Exercise instructions
1. Answer these questions using the article on the film Confessions of an Opium Eater:
(a) Who produced and directed the film?
(b) In what year was it released on DVD as part of the Warner Archive Collection?
(c) Which actress plays Ruby Low?
2. In the article on the film Confessions of an Opium Eater, what is the passage from "Confessions of an Opium" up to and including "Collection in 2012."? Reproduce it word for word.

Reading passage
══════

Confessions of an Opium Eater also known as Souls for Sale and Evils of Chinatown is a 1962 American crime film produced and directed by Albert Zugsmith. It is loosely based on the 1822 autobiographical novel Confessions of an English Opium-Eater, written by Thomas De Quincey. After circulating for years as a bootleg, it was released on DVD as part of the Warner Archive Collection in 2012.

This film stars Vincent Price as Gilbert de Quincey, a nineteenth-century adventurer who becomes involved in a tong war in San Francisco. Price also narrated the film, whose evocative cinematography resembles a nightmare. The film was something of a departure for Price; the prolific actor never performed another role that involved so much physical action.

Plot
In 1902, adventurer Gilbert De Quincey, a descendant of Thomas De Quincey. is hired by the editor of a Chinese newspaper to stop auctions of trafficked Chinese women to be the brides of Chinese men resident in the United States. The community is split down the middle with those feeling the traditional practice is the only way for overseas Chinese to obtain brides, and those who regard the practise as indecent.

Cast
 Vincent Price as Gilbert De Quincey
 Linda Ho as Ruby Low
 Richard Loo as George Wah
 June Kyoto Lu as Lotus (as June Kim)
 Philip Ahn as Ching Foon
 Yvonne Moray as the midget girl with sing-sing voice
 Caroline Kido as Lo Tsen
 Terence De Marney as Englishman in opium den

Reception
In 1998, Jonathan Rosenbaum of the Chicago Reader included the film in his unranked list of the best American films not included on the AFI Top 100.

══════

Entries from a pointing dataset

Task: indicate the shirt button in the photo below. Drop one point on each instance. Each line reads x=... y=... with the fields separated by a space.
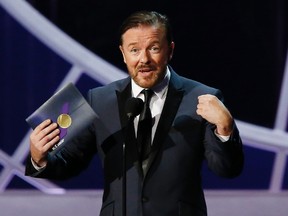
x=145 y=199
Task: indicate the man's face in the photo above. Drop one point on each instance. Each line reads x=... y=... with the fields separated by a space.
x=146 y=53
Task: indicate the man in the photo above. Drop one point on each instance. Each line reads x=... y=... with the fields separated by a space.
x=189 y=124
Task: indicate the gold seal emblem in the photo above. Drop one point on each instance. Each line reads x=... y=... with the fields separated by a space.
x=64 y=120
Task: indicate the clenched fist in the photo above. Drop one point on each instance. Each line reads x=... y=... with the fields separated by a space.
x=215 y=112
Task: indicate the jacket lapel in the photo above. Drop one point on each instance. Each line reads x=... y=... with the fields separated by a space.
x=173 y=100
x=128 y=131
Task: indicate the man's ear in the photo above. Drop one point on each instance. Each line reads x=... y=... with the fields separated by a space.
x=123 y=55
x=172 y=46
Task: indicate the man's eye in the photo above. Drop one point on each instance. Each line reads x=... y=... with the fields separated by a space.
x=134 y=50
x=155 y=49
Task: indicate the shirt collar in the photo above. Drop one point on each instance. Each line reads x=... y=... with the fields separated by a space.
x=160 y=89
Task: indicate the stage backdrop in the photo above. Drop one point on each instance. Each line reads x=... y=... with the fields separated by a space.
x=238 y=47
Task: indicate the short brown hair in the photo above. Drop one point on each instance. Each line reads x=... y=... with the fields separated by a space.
x=146 y=18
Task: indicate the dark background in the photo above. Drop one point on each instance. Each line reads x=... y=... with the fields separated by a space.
x=237 y=46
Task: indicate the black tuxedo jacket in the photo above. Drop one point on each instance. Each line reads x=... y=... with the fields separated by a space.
x=183 y=139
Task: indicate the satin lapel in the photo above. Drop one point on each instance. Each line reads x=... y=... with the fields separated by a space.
x=132 y=155
x=173 y=99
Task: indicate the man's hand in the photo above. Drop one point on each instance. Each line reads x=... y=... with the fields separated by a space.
x=43 y=137
x=214 y=111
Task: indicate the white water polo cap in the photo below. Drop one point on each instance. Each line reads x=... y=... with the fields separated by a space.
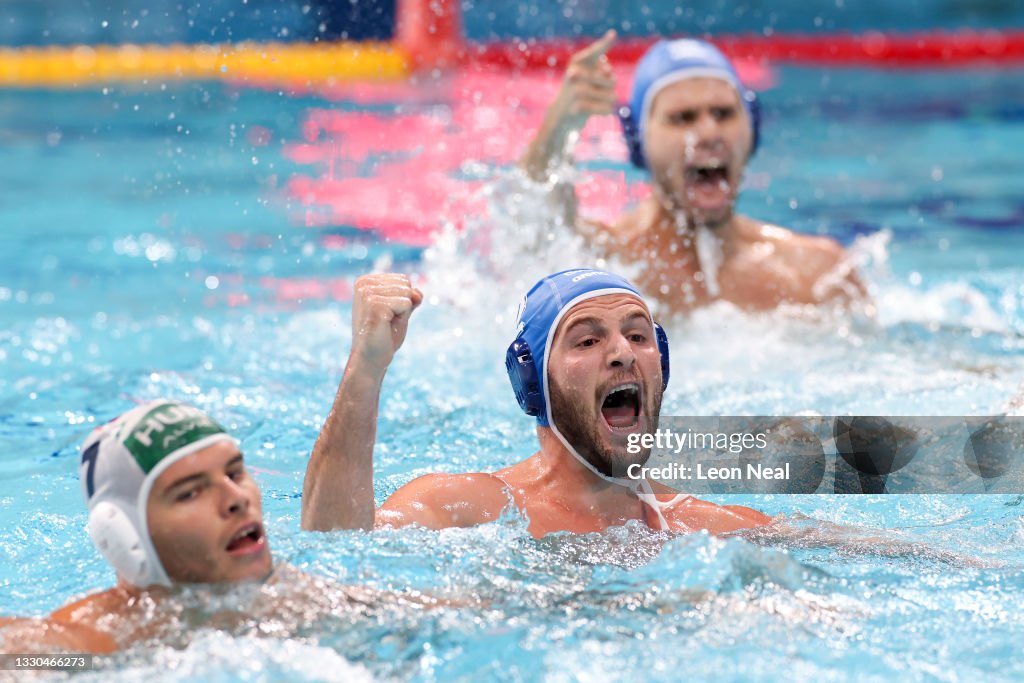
x=120 y=463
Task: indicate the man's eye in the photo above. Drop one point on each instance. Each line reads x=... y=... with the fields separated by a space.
x=187 y=495
x=723 y=113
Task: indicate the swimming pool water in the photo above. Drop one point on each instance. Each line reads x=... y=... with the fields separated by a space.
x=168 y=241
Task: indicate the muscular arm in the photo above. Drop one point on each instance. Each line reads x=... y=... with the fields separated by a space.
x=44 y=636
x=338 y=492
x=589 y=88
x=440 y=501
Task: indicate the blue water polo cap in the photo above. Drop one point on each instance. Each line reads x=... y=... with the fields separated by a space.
x=541 y=310
x=669 y=61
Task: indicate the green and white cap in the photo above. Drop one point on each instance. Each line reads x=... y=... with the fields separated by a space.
x=120 y=463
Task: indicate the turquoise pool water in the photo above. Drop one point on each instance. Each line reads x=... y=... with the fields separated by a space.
x=155 y=242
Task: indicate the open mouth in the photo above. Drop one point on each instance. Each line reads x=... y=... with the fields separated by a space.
x=711 y=175
x=247 y=540
x=621 y=408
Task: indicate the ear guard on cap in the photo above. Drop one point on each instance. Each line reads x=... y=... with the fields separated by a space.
x=631 y=130
x=115 y=535
x=526 y=382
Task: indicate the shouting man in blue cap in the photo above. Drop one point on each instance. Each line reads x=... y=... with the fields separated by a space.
x=692 y=125
x=588 y=363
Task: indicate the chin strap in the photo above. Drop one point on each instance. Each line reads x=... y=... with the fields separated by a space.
x=647 y=497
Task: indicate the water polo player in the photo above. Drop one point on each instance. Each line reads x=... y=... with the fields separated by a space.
x=692 y=125
x=588 y=363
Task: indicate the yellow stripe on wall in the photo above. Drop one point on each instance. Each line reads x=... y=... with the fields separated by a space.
x=83 y=65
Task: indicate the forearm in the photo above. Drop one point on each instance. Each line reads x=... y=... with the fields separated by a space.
x=550 y=143
x=338 y=492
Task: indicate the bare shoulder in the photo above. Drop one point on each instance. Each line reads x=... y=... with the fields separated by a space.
x=692 y=514
x=808 y=249
x=53 y=635
x=92 y=607
x=439 y=501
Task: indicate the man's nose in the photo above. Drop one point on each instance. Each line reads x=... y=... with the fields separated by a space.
x=236 y=498
x=707 y=127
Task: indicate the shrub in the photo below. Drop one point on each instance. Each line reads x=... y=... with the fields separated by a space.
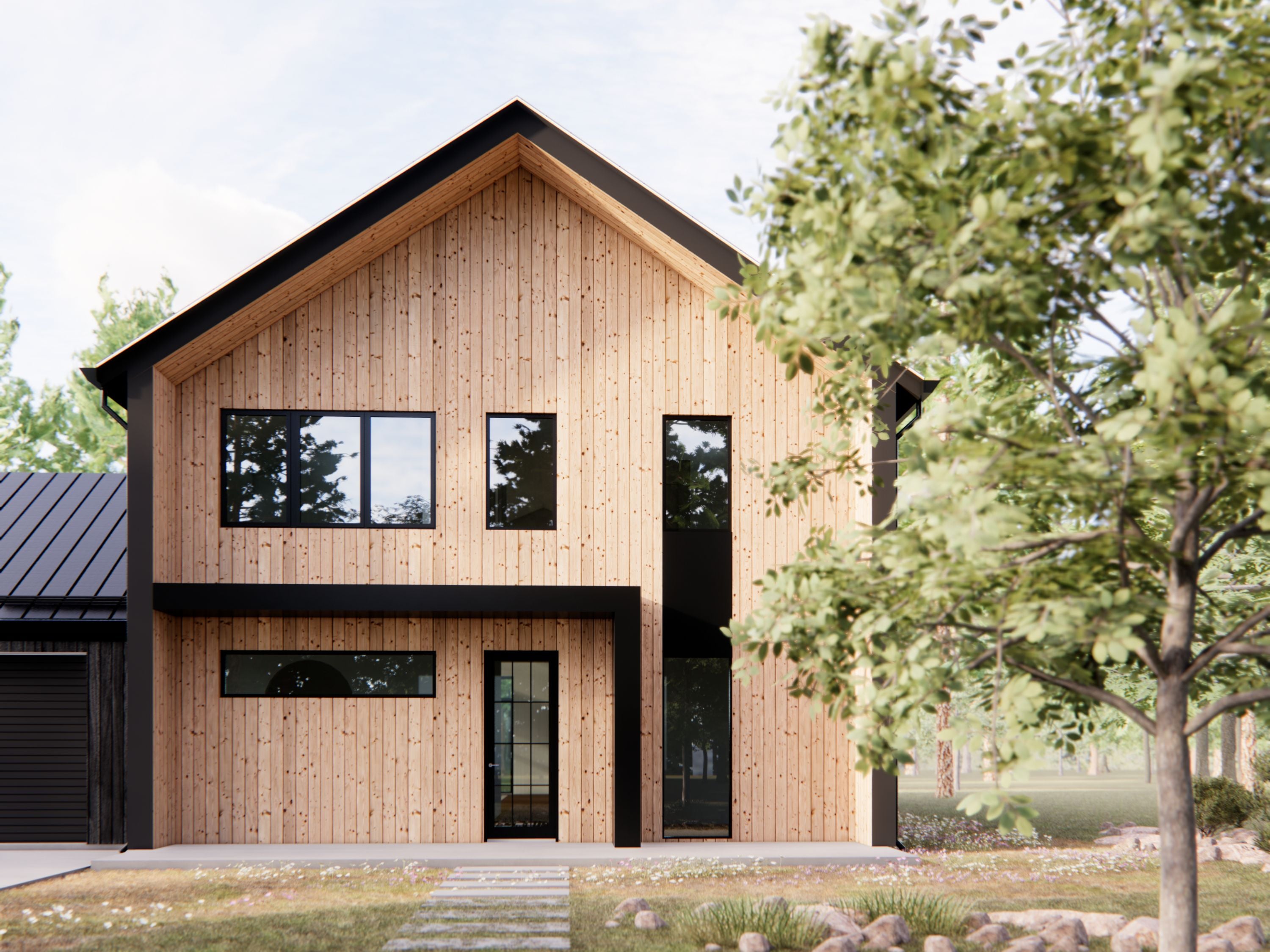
x=1221 y=804
x=926 y=914
x=726 y=921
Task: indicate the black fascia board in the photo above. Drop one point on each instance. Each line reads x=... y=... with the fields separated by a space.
x=619 y=602
x=515 y=118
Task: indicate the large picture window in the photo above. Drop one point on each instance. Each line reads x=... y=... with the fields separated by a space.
x=328 y=469
x=328 y=674
x=696 y=478
x=521 y=489
x=696 y=770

══════

List of solutions
1.
(a) Albert Zugsmith
(b) 2012
(c) Linda Ho

2.
Confessions of an Opium Eater also known as Souls for Sale and Evils of Chinatown is a 1962 American crime film produced and directed by Albert Zugsmith. It is loosely based on the 1822 autobiographical novel Confessions of an English Opium-Eater, written by Thomas De Quincey. After circulating for years as a bootleg, it was released on DVD as part of the Warner Archive Collection in 2012.